Data supplied section start
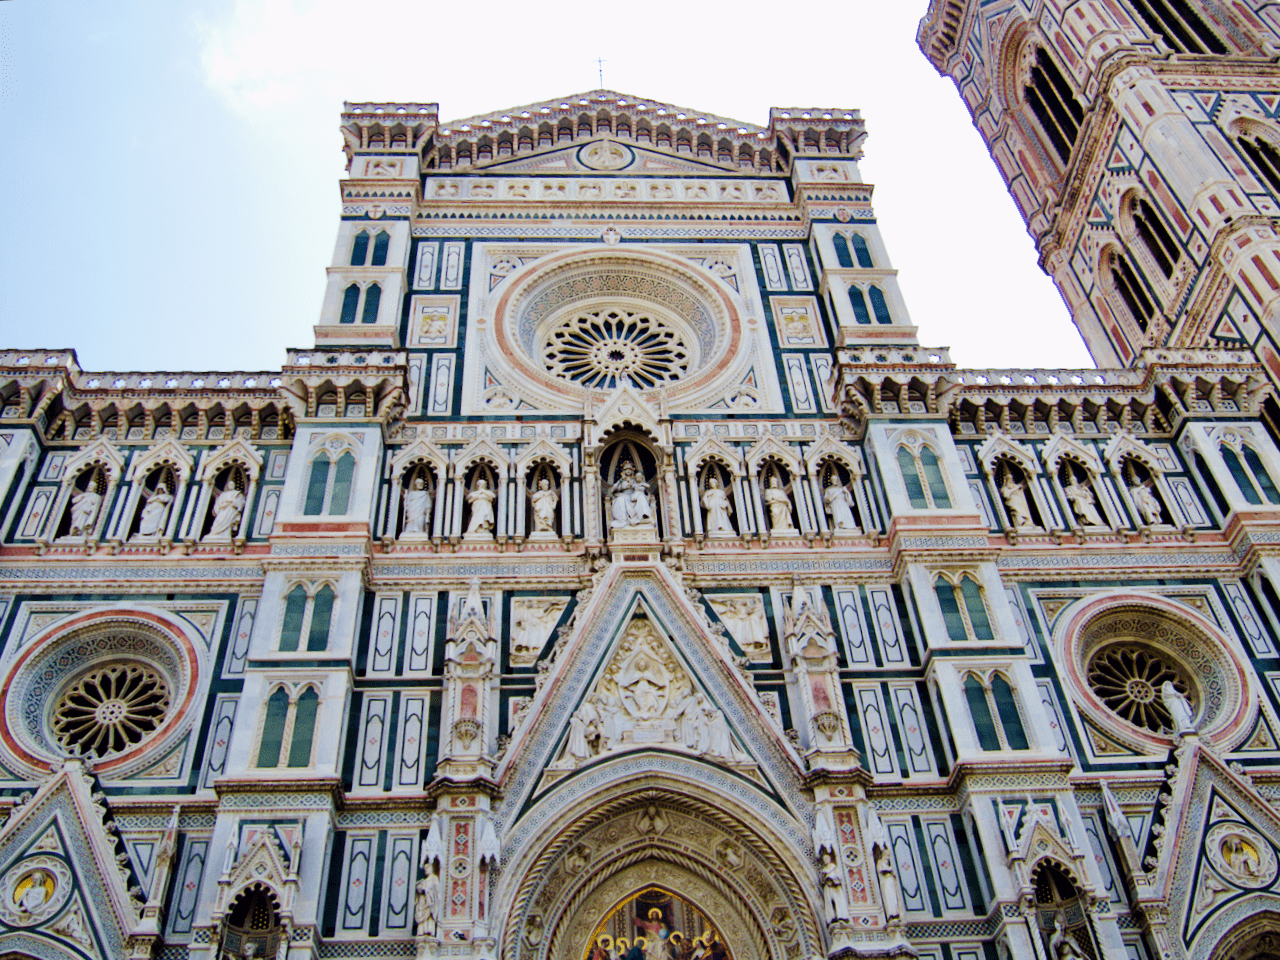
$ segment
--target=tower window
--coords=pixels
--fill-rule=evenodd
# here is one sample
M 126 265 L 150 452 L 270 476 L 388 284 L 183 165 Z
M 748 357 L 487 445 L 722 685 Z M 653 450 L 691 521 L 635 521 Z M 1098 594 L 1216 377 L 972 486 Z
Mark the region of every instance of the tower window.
Data supplied section end
How to complete this task
For this exercise, return the data above exactly and leave every picture out.

Task result
$ segment
--target=tower window
--coords=pixels
--fill-rule=evenodd
# here is one sample
M 126 265 L 150 452 L 270 476 L 388 284 L 183 165 Z
M 748 357 L 487 445 L 722 685 Z M 653 450 L 691 521 L 635 521 Z M 1098 594 L 1216 377 L 972 486 Z
Mark the region of every instance of the tower window.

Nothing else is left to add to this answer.